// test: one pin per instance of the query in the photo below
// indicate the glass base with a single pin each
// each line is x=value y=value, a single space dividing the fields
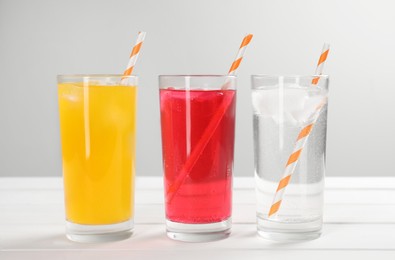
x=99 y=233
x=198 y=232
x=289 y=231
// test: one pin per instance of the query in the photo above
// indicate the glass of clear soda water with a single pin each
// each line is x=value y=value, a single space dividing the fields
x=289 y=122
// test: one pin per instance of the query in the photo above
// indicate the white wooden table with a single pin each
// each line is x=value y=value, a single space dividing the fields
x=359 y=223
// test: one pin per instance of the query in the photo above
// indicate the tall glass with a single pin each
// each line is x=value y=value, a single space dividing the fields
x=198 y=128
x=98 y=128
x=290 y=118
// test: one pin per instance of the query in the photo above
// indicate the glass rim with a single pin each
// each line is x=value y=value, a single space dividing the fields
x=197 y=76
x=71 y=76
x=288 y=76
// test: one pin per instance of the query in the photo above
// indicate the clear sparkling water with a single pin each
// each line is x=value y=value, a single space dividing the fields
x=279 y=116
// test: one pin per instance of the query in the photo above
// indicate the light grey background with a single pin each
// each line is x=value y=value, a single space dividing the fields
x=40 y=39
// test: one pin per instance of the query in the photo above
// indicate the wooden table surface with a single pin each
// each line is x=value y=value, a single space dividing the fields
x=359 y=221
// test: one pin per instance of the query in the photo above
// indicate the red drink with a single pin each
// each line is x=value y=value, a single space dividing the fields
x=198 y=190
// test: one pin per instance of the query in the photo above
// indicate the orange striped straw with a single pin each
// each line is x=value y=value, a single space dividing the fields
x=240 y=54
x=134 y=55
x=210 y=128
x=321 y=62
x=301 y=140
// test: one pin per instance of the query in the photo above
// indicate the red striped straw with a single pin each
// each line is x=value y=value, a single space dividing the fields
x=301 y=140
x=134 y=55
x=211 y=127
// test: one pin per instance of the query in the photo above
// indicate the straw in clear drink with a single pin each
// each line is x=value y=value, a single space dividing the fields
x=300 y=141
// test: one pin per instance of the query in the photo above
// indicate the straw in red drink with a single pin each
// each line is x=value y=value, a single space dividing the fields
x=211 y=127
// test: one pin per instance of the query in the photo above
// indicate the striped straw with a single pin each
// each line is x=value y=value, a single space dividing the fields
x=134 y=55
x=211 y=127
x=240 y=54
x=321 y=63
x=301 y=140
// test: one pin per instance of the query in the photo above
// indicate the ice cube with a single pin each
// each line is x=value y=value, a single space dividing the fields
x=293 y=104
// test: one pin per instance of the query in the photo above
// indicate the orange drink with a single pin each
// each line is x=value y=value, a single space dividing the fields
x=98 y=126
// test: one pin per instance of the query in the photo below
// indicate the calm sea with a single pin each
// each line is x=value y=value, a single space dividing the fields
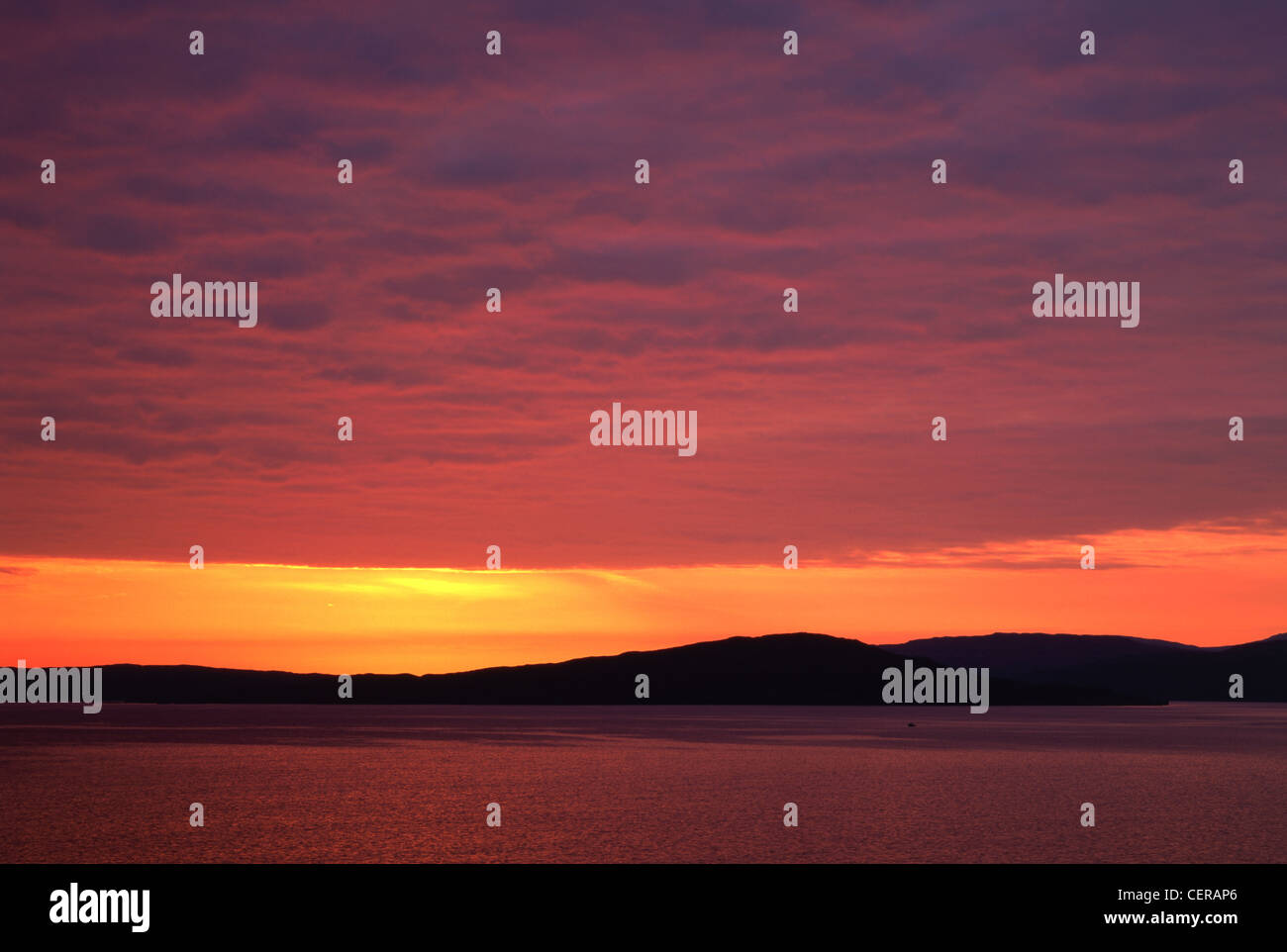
◇ ◇ ◇ ◇
PROBLEM DETAILS
In the records above, find each line with the word "drink" and copy it.

COMPLETED TASK
// indicate the red drink with a single pin each
// indicate the straw in clear drink with a single pin each
// indicate the straw in red drink with a single pin each
// indicate the orange drink with a single pin each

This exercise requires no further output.